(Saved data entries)
━━━━

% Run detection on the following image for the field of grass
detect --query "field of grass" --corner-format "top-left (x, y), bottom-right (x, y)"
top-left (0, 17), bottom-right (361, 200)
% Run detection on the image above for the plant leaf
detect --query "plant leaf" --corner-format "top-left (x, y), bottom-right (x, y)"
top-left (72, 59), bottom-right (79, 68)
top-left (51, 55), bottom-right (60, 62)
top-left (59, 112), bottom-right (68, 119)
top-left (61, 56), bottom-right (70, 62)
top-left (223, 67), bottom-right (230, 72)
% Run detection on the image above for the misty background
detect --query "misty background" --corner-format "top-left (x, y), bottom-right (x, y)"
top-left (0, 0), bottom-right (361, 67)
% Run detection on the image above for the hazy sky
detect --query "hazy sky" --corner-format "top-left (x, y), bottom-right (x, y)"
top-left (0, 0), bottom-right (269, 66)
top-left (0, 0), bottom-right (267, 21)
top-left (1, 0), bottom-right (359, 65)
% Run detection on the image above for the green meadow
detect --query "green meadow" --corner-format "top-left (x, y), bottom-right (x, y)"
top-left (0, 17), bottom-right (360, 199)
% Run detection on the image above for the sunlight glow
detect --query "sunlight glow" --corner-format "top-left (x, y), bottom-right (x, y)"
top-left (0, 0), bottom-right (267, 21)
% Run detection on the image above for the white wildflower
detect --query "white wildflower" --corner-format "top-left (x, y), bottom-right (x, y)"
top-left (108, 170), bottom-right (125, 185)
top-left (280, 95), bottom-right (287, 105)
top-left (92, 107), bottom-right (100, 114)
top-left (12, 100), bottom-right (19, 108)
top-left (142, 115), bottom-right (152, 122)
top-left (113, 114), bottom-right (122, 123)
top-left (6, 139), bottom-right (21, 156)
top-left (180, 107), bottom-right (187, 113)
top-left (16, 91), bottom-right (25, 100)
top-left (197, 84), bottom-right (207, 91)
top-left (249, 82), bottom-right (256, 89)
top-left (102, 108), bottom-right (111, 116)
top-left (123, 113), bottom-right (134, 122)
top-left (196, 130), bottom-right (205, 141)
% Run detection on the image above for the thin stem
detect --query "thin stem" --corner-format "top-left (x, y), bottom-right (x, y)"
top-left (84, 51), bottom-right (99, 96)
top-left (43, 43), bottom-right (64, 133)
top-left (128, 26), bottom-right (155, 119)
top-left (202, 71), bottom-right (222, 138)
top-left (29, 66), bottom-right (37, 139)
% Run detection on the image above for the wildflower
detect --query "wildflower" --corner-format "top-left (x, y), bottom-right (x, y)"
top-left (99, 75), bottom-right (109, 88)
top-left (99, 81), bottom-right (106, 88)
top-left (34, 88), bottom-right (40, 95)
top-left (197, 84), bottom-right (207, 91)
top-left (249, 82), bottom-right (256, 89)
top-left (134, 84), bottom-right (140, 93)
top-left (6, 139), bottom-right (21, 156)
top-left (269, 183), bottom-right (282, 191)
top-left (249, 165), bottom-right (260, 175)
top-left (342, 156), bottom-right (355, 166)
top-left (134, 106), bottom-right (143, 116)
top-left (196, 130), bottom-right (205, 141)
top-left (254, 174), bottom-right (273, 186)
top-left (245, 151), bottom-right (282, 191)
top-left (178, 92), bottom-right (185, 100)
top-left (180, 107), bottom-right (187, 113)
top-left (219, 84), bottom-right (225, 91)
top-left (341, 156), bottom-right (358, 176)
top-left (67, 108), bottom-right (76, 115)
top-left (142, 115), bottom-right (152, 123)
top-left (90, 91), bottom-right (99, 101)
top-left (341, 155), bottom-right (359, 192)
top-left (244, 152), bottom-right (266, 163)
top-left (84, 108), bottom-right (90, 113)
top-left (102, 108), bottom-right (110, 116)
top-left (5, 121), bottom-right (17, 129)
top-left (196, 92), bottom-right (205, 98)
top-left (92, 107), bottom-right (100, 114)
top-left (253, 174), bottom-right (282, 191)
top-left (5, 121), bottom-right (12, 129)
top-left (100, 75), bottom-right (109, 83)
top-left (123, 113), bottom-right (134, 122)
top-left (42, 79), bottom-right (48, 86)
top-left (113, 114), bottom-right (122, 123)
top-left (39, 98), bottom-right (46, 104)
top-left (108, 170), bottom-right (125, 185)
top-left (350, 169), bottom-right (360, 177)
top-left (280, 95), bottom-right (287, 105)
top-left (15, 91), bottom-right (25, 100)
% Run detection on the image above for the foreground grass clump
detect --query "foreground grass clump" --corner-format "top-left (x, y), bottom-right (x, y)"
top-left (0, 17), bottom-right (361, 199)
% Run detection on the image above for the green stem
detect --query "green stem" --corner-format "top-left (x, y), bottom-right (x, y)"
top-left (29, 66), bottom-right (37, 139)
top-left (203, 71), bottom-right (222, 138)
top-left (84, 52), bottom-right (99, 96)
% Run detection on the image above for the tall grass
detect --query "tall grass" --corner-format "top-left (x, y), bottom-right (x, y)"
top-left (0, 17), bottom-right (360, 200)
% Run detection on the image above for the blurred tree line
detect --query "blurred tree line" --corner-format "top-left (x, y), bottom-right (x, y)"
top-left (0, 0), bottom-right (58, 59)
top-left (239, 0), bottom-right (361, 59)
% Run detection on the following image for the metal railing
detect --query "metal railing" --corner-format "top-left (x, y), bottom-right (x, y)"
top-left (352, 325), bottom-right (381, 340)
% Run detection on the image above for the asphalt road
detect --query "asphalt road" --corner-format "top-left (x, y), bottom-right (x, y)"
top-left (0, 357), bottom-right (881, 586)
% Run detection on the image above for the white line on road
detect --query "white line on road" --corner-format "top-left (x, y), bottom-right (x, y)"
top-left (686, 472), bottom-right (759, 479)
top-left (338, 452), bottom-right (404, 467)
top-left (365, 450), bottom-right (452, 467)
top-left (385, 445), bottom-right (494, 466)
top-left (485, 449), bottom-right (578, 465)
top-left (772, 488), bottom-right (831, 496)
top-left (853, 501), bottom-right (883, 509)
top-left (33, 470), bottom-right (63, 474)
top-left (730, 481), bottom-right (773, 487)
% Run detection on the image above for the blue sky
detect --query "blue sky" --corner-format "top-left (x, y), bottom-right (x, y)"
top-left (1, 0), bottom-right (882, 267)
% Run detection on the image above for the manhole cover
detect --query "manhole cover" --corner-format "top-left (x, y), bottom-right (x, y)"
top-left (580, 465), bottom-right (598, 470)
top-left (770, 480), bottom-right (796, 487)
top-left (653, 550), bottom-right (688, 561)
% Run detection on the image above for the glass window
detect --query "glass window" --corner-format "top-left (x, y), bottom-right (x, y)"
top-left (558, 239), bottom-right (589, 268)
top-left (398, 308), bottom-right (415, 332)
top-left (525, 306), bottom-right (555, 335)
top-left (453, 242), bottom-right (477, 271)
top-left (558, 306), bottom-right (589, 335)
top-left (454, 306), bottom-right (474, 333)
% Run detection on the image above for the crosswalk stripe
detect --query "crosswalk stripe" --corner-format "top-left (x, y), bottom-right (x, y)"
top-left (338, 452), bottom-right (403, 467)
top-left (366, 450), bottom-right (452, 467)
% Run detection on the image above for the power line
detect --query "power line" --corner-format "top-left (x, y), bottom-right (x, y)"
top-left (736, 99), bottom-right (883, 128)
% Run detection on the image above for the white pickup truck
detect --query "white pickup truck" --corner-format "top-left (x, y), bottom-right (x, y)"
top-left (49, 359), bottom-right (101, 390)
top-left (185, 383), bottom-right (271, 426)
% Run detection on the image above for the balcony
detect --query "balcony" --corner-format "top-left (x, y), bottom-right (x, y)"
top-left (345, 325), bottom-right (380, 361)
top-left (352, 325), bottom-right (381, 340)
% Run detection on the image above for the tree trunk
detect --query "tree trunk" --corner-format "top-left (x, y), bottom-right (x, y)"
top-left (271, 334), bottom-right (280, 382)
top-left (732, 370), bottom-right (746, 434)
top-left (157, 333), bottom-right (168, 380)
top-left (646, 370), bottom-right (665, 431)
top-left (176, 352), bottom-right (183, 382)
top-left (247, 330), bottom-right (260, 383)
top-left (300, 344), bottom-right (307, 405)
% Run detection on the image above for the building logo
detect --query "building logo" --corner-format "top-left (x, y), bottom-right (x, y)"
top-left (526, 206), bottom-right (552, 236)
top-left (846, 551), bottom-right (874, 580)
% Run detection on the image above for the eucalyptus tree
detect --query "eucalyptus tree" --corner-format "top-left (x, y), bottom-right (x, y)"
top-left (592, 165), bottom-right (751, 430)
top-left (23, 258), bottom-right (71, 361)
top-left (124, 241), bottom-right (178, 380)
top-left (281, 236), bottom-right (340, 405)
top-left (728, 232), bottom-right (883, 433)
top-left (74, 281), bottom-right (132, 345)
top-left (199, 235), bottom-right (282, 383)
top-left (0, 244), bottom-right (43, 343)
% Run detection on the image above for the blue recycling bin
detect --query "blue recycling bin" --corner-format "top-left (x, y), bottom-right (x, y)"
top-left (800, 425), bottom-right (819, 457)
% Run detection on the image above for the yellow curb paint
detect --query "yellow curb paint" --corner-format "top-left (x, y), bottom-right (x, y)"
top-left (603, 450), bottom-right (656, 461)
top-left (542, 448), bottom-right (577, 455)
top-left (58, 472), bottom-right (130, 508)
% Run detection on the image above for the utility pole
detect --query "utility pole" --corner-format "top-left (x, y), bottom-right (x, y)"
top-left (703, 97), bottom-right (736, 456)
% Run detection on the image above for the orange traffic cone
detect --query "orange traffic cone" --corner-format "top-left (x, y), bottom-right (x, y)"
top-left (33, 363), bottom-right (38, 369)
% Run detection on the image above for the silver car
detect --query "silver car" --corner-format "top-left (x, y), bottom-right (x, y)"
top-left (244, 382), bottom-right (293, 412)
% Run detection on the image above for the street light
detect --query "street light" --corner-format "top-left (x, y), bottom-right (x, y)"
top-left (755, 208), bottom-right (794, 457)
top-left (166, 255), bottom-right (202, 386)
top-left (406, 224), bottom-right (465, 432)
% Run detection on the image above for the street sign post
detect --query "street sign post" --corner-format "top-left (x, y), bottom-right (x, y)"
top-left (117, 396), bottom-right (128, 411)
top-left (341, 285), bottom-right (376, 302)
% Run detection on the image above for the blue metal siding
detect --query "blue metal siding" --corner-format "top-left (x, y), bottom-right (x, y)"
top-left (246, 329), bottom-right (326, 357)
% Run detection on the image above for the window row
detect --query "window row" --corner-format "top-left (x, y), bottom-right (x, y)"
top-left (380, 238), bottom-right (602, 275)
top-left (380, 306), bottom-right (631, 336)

━━━━

TRY IT:
If a line in the records contains the string "following", copy it out.

ANSWER TO THIS EXERCISE:
% Run detection on the following image for the field of grass
% Run detection on the following image for the metal railing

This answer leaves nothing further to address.